Problems and tasks:
A – According to the passage on Sannazaro, what does his later turn to Latin verse testify to or confirm? Answer in one to three sentences.
B – In the passage on Sannazaro, repeat word for word the part starting at "The Neapolitan poet" and ending at "and the Nativity.".
C – Pick up the passage on Sannazaro's Latin poems from where it stops and continue it.

Passage provided Start Marker

The Neapolitan poet Sannazaro (1458–1530), celebrated as the author of the vernacular Arcadia and father of the sixteenth-century genre of pastoral romance, later turned to Latin verse in a testament to Virgil’s enduring influence and a ‘confirmation of his allegiance to Christian humanism’ (Putnam (2011), p. 73).  The present volume contains his three-part Christian epic De Partu Virginis, followed by his lamentation on the death of Christ, five eclogues known collectively as the Eclogae Piscatoriae (in which the shepherds of Virgil’s Eclogues are replaced by Neapolitan fishermen), the poem ‘Salices’ in imitation of Ovid’s Metamorphoses, and epigrams and elegies in three books.  De Partu Virginis is especially notable for its degree of pictorial imagination, presenting highly visual descriptions of events as the Visitation and the Nativity.

Passage provided End Marker
Available data Start Marker

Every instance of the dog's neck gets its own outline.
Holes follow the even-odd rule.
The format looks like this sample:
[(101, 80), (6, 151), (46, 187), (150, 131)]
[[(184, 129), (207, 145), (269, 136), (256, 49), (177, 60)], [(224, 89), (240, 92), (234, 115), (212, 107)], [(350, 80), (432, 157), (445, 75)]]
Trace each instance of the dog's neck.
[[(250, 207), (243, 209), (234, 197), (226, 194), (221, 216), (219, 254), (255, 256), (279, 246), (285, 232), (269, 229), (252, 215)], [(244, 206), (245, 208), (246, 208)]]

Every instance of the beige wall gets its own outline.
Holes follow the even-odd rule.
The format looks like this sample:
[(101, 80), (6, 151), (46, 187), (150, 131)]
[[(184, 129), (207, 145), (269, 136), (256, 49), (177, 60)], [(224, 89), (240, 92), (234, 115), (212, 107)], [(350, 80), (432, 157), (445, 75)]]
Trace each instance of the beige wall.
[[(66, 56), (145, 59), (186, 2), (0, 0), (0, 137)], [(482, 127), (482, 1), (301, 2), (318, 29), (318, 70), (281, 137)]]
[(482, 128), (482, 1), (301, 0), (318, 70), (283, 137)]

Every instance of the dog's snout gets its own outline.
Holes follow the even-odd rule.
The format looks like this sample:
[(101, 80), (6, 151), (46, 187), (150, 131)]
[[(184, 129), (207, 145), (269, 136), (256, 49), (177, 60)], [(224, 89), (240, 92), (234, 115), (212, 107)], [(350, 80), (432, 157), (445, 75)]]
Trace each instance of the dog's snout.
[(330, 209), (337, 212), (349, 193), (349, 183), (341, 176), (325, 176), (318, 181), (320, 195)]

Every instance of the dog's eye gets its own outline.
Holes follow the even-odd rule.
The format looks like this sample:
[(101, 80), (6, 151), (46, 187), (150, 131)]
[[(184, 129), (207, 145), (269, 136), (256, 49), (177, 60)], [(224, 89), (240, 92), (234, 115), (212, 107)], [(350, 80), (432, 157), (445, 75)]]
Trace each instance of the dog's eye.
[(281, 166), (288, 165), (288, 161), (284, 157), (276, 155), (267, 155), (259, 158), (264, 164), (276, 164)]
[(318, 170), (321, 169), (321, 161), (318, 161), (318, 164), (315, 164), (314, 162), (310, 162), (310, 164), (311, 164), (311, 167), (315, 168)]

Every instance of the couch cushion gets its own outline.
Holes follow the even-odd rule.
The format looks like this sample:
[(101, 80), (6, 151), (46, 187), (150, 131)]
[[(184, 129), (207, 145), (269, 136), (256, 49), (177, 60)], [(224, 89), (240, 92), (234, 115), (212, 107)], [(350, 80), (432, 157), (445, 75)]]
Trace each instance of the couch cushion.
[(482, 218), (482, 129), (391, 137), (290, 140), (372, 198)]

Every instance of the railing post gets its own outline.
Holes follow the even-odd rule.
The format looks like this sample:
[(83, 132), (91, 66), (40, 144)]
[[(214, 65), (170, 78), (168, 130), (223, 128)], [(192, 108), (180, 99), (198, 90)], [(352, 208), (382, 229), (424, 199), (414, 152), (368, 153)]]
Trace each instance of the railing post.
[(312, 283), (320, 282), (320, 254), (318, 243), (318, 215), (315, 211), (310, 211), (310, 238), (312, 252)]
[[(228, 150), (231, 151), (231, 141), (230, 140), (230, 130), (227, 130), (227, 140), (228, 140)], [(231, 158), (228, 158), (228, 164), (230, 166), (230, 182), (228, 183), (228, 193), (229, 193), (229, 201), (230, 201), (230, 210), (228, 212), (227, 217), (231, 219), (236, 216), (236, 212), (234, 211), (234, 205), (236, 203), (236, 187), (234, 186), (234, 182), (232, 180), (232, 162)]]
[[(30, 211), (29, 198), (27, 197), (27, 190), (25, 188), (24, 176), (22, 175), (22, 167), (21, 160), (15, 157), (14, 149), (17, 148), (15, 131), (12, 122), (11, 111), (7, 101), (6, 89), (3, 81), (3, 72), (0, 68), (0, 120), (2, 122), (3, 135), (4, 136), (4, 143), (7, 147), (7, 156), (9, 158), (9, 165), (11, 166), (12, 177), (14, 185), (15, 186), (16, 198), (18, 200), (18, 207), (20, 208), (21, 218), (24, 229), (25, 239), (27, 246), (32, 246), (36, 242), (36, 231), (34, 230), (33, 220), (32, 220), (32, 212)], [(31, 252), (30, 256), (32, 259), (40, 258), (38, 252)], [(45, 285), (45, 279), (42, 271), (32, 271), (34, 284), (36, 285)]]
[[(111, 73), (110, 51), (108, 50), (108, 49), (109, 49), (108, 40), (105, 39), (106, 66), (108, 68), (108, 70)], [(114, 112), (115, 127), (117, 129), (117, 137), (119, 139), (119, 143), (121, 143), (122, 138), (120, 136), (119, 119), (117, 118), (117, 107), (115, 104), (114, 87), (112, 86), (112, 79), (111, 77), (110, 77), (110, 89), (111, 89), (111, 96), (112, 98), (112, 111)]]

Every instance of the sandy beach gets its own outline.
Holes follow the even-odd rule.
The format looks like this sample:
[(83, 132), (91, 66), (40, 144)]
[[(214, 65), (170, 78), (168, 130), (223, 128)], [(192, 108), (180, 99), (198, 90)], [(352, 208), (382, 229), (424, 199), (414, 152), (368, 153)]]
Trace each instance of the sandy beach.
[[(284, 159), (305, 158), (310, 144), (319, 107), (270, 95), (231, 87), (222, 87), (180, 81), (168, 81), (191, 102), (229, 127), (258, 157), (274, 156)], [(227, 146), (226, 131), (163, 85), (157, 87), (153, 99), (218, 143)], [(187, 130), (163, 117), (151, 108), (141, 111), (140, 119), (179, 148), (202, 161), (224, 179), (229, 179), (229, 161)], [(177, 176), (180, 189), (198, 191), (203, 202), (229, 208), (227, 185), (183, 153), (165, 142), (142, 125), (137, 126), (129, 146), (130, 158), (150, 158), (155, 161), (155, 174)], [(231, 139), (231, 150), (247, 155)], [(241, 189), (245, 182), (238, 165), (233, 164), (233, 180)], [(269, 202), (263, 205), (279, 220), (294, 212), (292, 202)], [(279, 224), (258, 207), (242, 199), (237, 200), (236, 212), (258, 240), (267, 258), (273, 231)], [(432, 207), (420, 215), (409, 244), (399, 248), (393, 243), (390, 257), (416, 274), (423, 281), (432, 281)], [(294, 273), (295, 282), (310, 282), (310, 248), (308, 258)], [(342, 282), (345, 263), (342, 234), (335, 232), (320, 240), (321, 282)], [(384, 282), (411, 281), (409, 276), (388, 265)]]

Available data End Marker

Expected responses:
A – His turn to Latin verse is a testament to Virgil's enduring influence. It is also described as a confirmation of his allegiance to Christian humanism.

B –
The Neapolitan poet Sannazaro (1458–1530), celebrated as the author of the vernacular Arcadia and father of the sixteenth-century genre of pastoral romance, later turned to Latin verse in a testament to Virgil’s enduring influence and a ‘confirmation of his allegiance to Christian humanism’ (Putnam (2011), p. 73).  The present volume contains his three-part Christian epic De Partu Virginis, followed by his lamentation on the death of Christ, five eclogues known collectively as the Eclogae Piscatoriae (in which the shepherds of Virgil’s Eclogues are replaced by Neapolitan fishermen), the poem ‘Salices’ in imitation of Ovid’s Metamorphoses, and epigrams and elegies in three books.  De Partu Virginis is especially notable for its degree of pictorial imagination, presenting highly visual descriptions of events as the Visitation and the Nativity.

C –
Sannazaro’s Latin works, which seamlessly juxtapose pagan and Christian themes and modes of thought, strike a fine balance between innovation and inspiration, whilst his epigrams blend classical inspiration with contemporary politics.  Several epigrams express disdain for Rodrigo Borgia (later Alexander VI, r. 1492-1503) and his son Cesare, ‘the apple of his father’s eye and his sister’s … that mistress of cities, the ruin, disease, and doom of his brothers’ (f. 35r, trans. Putnam (2009), pp. 289-91).  His disdain for the ruling dynasty of his day is made particularly plain in his most famous epigram, a particularly venomous invective directed at Alexander VI issued after the body of his son Giovanni Borgia was fished from the Tiber, in which the Pope, who rather suspiciously suspended inquiries into the murder after only a week, is described as a ‘fisher of men’ (f. 41r trans.). 

Adams S-313; Ahmanson-Murphy 279; BM STC Italian; Brunet V, 127; Kallendorf 255; Renouard 114:3; see Putnam, Sannazaro (2009) and ‘Virgil and Sannazaro’s Ekphrastic Vision’ in Ramus 40, no. 1 (2011), pp. 73-86.